* _PROVIDED DATA_

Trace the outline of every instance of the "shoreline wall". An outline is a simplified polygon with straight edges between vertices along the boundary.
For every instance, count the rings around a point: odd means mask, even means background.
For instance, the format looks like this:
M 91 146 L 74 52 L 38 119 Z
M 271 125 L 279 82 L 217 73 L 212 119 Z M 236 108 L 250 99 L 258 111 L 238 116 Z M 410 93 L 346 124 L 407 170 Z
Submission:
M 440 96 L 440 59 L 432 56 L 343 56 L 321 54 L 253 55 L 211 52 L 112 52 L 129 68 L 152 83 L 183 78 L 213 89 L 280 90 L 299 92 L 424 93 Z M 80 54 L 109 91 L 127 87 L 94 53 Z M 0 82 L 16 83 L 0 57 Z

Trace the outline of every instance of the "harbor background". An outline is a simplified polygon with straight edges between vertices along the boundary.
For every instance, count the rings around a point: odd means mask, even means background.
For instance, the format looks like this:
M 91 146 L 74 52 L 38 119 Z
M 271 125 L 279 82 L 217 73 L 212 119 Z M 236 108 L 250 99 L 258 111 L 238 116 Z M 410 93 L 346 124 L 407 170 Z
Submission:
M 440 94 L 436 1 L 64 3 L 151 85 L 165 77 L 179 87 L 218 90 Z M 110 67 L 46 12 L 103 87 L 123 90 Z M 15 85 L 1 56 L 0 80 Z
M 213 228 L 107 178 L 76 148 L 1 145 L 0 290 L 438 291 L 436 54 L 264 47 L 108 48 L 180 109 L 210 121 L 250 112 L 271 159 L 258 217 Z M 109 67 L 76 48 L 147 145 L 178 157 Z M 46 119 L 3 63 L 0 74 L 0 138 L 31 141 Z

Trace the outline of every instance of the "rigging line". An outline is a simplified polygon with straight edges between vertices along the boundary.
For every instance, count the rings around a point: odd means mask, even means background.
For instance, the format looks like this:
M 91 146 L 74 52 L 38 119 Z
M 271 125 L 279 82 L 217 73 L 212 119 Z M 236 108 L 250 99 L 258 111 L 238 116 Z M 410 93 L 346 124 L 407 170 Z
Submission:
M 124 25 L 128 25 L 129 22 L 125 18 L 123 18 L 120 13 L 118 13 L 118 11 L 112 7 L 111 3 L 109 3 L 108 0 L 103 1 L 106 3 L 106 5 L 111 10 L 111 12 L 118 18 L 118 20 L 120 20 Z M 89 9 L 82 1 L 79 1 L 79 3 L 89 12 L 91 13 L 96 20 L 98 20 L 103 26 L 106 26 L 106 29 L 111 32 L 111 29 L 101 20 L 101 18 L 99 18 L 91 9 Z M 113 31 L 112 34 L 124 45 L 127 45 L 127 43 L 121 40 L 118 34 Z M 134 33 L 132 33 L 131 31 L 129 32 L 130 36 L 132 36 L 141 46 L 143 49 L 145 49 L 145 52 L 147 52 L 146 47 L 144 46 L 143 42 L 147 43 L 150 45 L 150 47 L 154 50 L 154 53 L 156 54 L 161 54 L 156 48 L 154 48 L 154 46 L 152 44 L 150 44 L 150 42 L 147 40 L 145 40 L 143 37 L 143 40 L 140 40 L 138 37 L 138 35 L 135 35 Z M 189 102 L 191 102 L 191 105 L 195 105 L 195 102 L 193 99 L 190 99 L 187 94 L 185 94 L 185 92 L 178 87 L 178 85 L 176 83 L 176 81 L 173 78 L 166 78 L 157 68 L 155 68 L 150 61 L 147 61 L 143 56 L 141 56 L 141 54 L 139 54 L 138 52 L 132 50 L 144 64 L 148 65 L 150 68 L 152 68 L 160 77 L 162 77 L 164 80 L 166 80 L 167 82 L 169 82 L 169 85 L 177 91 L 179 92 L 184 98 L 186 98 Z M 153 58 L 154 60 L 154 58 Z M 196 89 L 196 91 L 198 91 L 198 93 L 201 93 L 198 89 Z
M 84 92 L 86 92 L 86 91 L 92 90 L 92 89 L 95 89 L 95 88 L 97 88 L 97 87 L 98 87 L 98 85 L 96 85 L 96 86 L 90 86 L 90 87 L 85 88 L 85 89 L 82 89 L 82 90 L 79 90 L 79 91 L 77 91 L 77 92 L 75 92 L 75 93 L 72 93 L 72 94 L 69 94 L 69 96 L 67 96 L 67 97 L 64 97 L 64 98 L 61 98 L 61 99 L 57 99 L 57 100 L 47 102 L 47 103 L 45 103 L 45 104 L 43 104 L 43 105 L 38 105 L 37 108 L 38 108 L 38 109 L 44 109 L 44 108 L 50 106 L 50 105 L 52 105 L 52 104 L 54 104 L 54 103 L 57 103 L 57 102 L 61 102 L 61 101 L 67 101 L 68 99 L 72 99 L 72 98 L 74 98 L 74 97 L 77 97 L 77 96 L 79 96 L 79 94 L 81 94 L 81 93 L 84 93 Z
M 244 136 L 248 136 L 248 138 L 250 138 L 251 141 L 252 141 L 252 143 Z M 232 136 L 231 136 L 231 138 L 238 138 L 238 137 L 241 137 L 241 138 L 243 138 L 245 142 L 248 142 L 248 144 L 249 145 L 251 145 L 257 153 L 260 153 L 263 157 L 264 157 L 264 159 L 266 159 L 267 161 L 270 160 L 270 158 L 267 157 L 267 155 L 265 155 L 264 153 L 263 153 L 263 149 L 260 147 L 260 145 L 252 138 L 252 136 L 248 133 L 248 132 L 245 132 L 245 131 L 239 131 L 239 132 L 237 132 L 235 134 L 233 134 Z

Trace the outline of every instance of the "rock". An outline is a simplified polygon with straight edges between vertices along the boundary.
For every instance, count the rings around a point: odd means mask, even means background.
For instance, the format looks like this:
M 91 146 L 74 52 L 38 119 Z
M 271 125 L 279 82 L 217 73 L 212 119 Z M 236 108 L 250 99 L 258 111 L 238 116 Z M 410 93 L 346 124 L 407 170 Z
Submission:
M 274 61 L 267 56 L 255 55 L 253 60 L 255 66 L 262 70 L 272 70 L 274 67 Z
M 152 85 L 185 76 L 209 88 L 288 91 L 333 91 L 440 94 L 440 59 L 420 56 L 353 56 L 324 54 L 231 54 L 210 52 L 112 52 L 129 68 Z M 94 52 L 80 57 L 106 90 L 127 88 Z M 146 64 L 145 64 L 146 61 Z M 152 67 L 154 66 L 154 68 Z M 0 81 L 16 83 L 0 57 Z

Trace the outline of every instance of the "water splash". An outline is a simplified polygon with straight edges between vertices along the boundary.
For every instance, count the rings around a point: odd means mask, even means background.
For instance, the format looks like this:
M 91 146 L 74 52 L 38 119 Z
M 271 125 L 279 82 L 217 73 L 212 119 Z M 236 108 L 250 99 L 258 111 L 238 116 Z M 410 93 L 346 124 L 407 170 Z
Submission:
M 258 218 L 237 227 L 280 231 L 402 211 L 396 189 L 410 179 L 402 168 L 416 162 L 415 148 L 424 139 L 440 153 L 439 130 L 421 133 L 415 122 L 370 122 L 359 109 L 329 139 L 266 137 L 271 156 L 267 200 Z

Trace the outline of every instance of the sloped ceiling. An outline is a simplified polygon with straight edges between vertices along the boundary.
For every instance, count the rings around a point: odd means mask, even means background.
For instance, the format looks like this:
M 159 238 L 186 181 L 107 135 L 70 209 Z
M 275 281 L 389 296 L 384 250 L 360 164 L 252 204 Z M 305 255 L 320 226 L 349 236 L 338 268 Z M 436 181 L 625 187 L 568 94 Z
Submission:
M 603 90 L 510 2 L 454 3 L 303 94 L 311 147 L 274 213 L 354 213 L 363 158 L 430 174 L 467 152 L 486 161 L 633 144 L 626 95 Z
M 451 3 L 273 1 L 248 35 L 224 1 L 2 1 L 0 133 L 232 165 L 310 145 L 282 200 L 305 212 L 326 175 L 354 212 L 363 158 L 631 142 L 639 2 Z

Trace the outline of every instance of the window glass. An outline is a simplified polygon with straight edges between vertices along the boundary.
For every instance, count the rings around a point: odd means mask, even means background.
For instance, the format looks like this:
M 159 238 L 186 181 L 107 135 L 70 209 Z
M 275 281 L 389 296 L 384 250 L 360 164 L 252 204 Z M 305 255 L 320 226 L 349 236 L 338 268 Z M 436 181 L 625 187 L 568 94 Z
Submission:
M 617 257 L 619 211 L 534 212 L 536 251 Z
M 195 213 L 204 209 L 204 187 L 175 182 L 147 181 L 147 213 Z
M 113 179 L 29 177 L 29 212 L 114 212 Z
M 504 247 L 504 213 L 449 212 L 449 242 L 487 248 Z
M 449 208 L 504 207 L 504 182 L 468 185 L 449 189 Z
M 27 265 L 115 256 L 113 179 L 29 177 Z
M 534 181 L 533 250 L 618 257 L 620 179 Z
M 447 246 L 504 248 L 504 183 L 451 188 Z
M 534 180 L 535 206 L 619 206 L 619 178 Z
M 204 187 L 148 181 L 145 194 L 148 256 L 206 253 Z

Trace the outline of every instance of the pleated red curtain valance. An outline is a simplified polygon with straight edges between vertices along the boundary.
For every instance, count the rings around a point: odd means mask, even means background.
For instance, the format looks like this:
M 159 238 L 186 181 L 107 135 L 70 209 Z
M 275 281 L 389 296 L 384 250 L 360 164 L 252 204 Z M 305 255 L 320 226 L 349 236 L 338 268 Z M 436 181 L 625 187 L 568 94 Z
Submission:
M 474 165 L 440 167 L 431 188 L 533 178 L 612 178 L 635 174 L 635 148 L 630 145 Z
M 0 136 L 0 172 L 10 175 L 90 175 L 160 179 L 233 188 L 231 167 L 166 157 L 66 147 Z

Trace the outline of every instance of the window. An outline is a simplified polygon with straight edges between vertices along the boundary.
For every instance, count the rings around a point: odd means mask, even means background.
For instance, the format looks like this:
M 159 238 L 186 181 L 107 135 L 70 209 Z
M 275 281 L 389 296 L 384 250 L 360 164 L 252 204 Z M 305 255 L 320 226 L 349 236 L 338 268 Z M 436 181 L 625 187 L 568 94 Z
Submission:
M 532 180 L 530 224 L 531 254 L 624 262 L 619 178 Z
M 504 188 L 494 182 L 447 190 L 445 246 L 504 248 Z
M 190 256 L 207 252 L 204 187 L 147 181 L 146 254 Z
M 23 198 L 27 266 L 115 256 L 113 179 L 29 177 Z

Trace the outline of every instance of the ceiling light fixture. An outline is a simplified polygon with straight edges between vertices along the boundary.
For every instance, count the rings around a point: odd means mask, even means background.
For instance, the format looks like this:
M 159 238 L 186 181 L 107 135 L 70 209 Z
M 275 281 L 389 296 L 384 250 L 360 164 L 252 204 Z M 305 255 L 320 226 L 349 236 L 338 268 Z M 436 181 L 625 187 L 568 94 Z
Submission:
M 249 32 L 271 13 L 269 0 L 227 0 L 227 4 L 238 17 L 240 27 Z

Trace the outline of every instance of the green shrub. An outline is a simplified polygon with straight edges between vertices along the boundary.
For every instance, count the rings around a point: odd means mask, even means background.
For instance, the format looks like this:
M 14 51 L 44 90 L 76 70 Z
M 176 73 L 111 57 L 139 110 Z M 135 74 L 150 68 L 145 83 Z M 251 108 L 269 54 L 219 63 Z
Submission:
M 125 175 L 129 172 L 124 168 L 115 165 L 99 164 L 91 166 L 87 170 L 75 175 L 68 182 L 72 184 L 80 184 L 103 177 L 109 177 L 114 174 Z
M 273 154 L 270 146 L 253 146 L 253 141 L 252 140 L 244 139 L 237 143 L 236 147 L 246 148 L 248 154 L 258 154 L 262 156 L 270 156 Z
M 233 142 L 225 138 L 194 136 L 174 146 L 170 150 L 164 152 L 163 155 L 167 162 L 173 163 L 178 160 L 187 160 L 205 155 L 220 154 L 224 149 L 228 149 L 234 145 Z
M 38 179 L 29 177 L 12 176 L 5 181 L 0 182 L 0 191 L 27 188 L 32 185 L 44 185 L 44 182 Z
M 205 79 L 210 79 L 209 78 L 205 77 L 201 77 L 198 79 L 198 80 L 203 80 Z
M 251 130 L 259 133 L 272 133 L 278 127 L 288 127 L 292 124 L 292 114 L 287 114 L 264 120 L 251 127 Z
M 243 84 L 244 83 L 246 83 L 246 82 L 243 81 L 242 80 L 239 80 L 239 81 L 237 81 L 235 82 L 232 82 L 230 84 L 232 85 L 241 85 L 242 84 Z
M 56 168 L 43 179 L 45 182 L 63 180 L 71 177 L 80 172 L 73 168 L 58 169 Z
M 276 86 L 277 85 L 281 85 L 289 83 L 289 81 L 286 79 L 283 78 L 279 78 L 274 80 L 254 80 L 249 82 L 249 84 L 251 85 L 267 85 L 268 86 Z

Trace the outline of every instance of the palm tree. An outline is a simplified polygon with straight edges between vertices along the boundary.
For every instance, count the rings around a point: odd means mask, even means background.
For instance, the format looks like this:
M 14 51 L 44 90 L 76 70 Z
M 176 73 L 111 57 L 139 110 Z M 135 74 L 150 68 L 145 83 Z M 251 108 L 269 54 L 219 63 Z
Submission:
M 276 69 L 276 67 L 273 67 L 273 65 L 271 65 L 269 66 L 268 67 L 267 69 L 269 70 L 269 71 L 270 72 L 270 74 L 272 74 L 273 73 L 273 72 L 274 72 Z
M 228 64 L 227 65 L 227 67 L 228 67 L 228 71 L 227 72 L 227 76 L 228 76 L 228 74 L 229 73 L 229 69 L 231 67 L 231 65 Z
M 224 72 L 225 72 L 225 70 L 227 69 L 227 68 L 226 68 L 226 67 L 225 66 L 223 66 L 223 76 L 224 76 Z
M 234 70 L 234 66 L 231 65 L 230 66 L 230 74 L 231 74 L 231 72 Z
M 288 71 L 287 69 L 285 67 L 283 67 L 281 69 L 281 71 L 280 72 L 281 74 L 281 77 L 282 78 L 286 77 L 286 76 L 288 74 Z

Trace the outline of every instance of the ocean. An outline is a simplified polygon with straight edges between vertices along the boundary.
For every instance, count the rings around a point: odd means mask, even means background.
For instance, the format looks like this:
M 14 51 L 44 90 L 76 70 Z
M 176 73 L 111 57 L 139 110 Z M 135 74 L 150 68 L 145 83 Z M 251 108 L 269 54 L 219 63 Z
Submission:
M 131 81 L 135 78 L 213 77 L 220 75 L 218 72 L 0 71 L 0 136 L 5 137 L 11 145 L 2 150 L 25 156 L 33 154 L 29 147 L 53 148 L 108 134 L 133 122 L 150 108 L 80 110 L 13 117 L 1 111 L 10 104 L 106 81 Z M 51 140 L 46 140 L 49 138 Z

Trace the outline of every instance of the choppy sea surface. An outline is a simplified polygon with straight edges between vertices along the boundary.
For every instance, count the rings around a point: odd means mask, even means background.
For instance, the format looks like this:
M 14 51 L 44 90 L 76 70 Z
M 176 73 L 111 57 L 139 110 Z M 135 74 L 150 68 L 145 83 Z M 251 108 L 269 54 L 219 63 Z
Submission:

* _PROBLEM_
Format the lines from the one containing "Trace the outline of every instance of the ocean." through the one containing "M 131 81 L 135", both included, as a JSON list of strings with one string per line and blank lines omitted.

* _RESPONSE TO THIS TASK_
[
  "Trace the outline of every instance of the ocean. An outline is a simplified polygon with straight edges between vertices along the boundary.",
  "For every instance, count the rings around a point: odd means mask, even means background.",
  "For instance, the format looks like this:",
  "M 14 51 L 44 90 L 76 70 Z",
  "M 176 73 L 111 57 L 139 110 Z M 135 74 L 150 68 L 145 83 Z M 251 108 L 269 54 L 219 63 Z",
  "Submission:",
  "M 131 81 L 135 78 L 213 77 L 220 75 L 218 72 L 0 71 L 0 136 L 5 137 L 11 145 L 2 150 L 25 156 L 33 154 L 29 147 L 53 148 L 108 134 L 133 122 L 150 108 L 80 110 L 13 117 L 1 111 L 10 104 L 106 81 Z M 51 140 L 46 140 L 49 138 Z"
]